▶ _WHAT IS ASKED_: Reproduce the records below with every "one point per instance" replaced by "a single point for each instance". Leave everything else unchanged.

Pointing and labeling entries
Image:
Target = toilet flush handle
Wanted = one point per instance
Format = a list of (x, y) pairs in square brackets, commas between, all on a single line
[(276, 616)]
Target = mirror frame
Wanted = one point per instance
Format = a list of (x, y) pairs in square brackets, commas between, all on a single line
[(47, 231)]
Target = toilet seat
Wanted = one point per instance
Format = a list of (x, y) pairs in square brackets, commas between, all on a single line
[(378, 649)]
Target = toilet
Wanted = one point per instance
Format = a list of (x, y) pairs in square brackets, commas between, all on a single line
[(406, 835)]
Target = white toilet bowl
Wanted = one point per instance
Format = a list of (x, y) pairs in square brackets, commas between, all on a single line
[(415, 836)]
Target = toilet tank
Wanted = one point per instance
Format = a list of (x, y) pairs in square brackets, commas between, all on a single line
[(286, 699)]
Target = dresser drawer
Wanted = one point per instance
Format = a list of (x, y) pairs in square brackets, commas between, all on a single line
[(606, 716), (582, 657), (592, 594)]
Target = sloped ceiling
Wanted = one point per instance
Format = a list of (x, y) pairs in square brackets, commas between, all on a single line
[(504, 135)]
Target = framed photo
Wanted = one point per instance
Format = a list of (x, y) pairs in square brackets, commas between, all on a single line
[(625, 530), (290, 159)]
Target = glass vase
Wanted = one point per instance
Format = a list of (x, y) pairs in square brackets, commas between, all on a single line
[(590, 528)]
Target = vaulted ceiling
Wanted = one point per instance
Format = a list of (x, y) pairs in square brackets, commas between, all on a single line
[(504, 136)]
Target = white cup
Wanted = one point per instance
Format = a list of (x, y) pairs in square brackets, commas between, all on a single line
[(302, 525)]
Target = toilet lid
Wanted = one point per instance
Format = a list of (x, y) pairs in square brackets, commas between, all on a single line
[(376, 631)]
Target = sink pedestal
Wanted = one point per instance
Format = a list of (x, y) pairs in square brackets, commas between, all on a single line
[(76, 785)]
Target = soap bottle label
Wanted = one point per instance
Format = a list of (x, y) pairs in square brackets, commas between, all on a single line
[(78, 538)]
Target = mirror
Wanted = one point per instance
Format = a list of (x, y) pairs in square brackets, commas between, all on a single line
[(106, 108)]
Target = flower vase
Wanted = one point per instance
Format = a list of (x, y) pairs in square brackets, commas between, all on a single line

▶ _TASK OUTPUT_:
Image:
Target = toilet flush handle
Wanted = a single point for each instance
Format = a list of (x, y) pairs in square brackets, commas between, all on a single line
[(276, 616)]
Target = mirror frame
Wanted = a single point for each instance
Format = a list of (x, y) pairs in square brackets, commas between, all on a single line
[(47, 231)]
Target = toilet seat
Wanted = a single point for each instance
Format = a list of (x, y) pairs in square brackets, commas between, all on a single line
[(378, 649)]
Target = toilet
Wanted = a single point for each instance
Format = a list of (x, y) pairs in square brackets, commas between, all on a single line
[(406, 835)]
Target = white toilet bowl
Wanted = a single point for each instance
Format = a list of (x, y) pairs in square brackets, commas between, all on a single line
[(415, 836)]
Target = toilet tank
Wanted = a single point for each instance
Format = a list of (x, y) pairs in square brackets, commas between, all on a single line
[(286, 699)]
Target = dresser drawer
Wanted = a single point for each instance
Format = a list of (x, y) pairs in square brackets, commas between, all on a single line
[(606, 716), (582, 657), (592, 594)]
Target = sloped ceiling
Wanted = a single point for each instance
Format = a list of (x, y) pairs in square brackets, commas between, all on a single line
[(504, 135)]
Target = framed photo
Wanted = a single point for each instance
Format = a list of (x, y) pairs in square brackets, commas between, all on a single line
[(625, 530), (290, 159)]
Target = glass vase
Wanted = a single point for each instance
Format = a list of (x, y) pairs in square brackets, commas between, all on a single line
[(590, 528)]
Target = vaulted ceiling
Wanted = a single point for each instance
Format = a list of (x, y) pairs in square brackets, commas between, all on a single line
[(504, 136)]
Target = white cup
Wanted = a single point for each instance
Format = a list of (x, y) pairs in square brackets, commas between, all on a single line
[(302, 525)]
Target = toilet lid
Wanted = a single point for each instance
Format = a list of (x, y) pairs in square brackets, commas between, all on a single line
[(376, 631)]
Target = sink pedestal
Wanted = a single point for each instance
Format = a list of (x, y) pairs in square brackets, commas between, all on a single line
[(76, 785)]
Target = soap bottle label
Wanted = a single point for each instance
Format = a list of (x, y) pairs in square brackets, commas between, all on a single line
[(78, 538)]
Target = mirror
Wanted = a single point for each instance
Format = a list of (x, y) pairs in square brackets, commas between, all on a single line
[(106, 108)]
Target = flower vase
Wanted = a single point for each instance
Format = a list of (x, y) pairs in square brackets, commas between, all on a single line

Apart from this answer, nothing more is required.